== DOCUMENT TEXT ==

I’d wager not. Especially considering that the punishment for those who are found bearing the mark is not just eternal destruction, but also “foul painful sores.” That really puts jock itch and blisters in the shade.


Hydration is a no-brainer here. Jesus may be the fountain of life, but water is the key to success on race day. 1 Timothy advises us to take a little wine for our stomachs and ailments, but unless you’re running the French Marathon du Medoc (during which wine accompanies the pit stops), it’s unlikely that refreshment centers will be adhering to Biblical law.

The real risk here—the proverbial and theological snake in the grass—is the pomegranate-flavored sports drink. Historians hypothesize that the fruit in the Garden of Eden was a pomegranate, not an apple. Not to get all pagan on you, but pomegranates are, according to Greek mythology, also responsible for winter. Persephone snacked on pomegranate seeds in Hades and now our gas bills rocket in January. Between helping to cause our eviction from the Garden of Eden and covering the roads in a slick of ice, this Mediterranean fruit is a runner’s worst enemy. Pomegranates: antioxidant rich, godliness light.


Listening to music is a controversial subject among both runners and some Christian groups. For one group it’s polluting something innocent and pure with technological indecency. For Christians it might be secular and damaging.

I’m going to get controversial for a moment and disagree.

In the Bible heaven is a place where music is almost always playing. Even if it’s the same refrain of ‘holy, holy, holy’ on repeat, God likes to rock out. So go for it, viva la iPod.

The Apostle Paul said that we should “run in such a way that [we] may win.” So if you dress like the beast you’d better run like hell.

===
== EXTRACTED MATERIAL ==

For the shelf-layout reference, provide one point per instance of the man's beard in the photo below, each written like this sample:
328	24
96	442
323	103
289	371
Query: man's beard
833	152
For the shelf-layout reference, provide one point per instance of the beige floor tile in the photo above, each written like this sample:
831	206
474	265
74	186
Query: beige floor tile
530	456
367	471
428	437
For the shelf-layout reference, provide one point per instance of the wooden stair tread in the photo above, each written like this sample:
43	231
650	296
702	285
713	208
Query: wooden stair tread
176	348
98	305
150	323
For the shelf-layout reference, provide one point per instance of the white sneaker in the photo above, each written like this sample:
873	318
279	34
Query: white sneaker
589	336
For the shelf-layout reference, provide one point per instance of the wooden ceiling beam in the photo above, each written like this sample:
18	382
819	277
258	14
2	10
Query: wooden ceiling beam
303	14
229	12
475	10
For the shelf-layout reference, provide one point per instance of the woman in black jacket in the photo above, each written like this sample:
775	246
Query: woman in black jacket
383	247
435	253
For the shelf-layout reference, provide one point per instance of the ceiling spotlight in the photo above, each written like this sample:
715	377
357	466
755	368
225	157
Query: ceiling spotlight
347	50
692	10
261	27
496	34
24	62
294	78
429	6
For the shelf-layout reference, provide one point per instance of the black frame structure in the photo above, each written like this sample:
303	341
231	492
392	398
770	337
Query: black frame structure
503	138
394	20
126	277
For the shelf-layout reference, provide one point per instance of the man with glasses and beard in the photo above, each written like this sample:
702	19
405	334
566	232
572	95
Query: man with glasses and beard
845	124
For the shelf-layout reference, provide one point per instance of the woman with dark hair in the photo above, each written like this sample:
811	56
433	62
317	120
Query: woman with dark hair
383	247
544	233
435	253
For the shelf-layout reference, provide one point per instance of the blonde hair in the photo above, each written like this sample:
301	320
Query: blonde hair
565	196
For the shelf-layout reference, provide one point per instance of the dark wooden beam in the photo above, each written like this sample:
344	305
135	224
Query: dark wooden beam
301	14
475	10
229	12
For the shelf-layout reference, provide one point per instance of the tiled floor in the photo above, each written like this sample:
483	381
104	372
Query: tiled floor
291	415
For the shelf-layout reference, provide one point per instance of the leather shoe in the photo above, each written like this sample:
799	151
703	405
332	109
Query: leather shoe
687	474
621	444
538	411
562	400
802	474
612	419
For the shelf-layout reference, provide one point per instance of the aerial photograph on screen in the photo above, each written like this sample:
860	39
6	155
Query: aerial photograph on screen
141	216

===

TASK GOAL ▸ Please reproduce the running-and-Bible piece from "Hydration is a" to "to Biblical law.", changing "water" to "electrolyte balance".

SOLUTION FOR THIS TASK ▸
Hydration is a no-brainer here. Jesus may be the fountain of life, but electrolyte balance is the key to success on race day. 1 Timothy advises us to take a little wine for our stomachs and ailments, but unless you’re running the French Marathon du Medoc (during which wine accompanies the pit stops), it’s unlikely that refreshment centers will be adhering to Biblical law.